> **Request**
Write out every record in full, exactly as written, please.

══ Entries ══

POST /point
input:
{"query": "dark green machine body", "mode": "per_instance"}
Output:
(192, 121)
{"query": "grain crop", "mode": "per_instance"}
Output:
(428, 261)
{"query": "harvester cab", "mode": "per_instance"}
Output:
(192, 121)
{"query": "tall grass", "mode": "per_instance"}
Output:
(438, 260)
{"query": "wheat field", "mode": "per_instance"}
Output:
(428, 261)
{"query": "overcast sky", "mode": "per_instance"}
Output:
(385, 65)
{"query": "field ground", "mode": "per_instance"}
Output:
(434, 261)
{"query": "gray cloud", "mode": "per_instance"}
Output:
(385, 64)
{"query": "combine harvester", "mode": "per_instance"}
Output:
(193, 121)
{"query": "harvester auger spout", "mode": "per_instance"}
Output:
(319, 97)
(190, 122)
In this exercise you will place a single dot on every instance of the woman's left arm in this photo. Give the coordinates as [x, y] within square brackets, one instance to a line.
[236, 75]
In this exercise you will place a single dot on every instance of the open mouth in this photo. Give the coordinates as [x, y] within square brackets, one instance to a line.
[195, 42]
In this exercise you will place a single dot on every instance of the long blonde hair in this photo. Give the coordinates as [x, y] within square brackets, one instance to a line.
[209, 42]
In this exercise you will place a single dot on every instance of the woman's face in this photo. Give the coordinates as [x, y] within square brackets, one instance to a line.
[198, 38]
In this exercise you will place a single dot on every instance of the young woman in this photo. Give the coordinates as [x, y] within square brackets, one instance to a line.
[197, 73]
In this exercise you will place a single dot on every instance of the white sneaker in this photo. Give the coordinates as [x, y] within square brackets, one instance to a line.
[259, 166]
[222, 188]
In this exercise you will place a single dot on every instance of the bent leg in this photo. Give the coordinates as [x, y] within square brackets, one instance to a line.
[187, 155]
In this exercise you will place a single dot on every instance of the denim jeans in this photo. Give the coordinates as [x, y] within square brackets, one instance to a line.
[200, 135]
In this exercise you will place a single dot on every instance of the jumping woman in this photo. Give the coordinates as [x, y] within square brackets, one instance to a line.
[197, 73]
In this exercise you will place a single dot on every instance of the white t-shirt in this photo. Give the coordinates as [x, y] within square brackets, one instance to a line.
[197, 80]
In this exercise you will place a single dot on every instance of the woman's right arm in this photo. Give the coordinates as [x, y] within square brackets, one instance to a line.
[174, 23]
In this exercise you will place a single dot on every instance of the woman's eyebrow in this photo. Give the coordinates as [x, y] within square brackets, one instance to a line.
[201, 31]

═══

> **Written response**
POST /point
input:
{"query": "dark green machine body", "mode": "per_instance"}
Output:
(192, 121)
{"query": "grain crop", "mode": "per_instance"}
Output:
(428, 261)
{"query": "harvester cab", "mode": "per_instance"}
Output:
(192, 121)
{"query": "tall grass", "mode": "per_instance"}
Output:
(438, 260)
{"query": "wheat field", "mode": "per_instance"}
Output:
(428, 261)
{"query": "overcast sky", "mode": "per_instance"}
Output:
(385, 65)
{"query": "field ground", "mode": "per_instance"}
Output:
(434, 261)
{"query": "gray cloud", "mode": "per_instance"}
Output:
(385, 64)
{"query": "combine harvester", "mode": "per_instance"}
Output:
(193, 121)
{"query": "harvester auger spout", "mode": "per_instance"}
Output:
(319, 97)
(190, 122)
In this exercise you will place a single dot on every instance of the woman's left arm in this photo. Give the coordinates as [x, y] within square brackets, one instance to a line.
[236, 75]
In this exercise you will place a single dot on every instance of the open mouth in this photo. Give the coordinates as [x, y] within square brackets, one instance to a line.
[195, 42]
In this exercise you will place a single dot on every instance of the long blonde hair in this photo. Give the coordinates as [x, y] within square brackets, one instance to a line.
[209, 42]
In this exercise you will place a single dot on every instance of the woman's face in this photo. Give the coordinates as [x, y] within square brackets, one instance to a line.
[198, 38]
In this exercise you will place a single dot on every instance of the young woman in this photo. Give the coordinates as [x, y] within square brackets, one instance to a line.
[197, 73]
In this exercise you will place a single dot on every instance of the white sneaker in this photo. Give the coordinates as [x, y] within square brackets, one instance to a line.
[259, 166]
[222, 188]
In this exercise you will place a single dot on every instance of the bent leg in this photo. Give the coordinates as [x, y] within square brackets, one instance to a line.
[187, 155]
In this exercise you will place a single dot on every instance of the denim jeans in this photo. Give the coordinates as [x, y] within square brackets, one instance to a line.
[200, 135]
In this exercise you will place a single dot on every instance of the jumping woman in this photo. Give the coordinates as [x, y] within square brackets, one instance to a line.
[197, 73]
In this exercise you will place a single dot on every instance of the white t-shirt in this photo. Give the coordinates as [x, y] within square brackets, one instance to a line.
[197, 80]
In this exercise you will place a single dot on every instance of the woman's right arm in this photo. Give the coordinates as [x, y] within square brackets, one instance to a line.
[174, 23]
In this exercise you will place a single dot on every instance of the woman's eyebrow in this photo. Give the coordinates as [x, y] within square brackets, one instance to a line.
[201, 31]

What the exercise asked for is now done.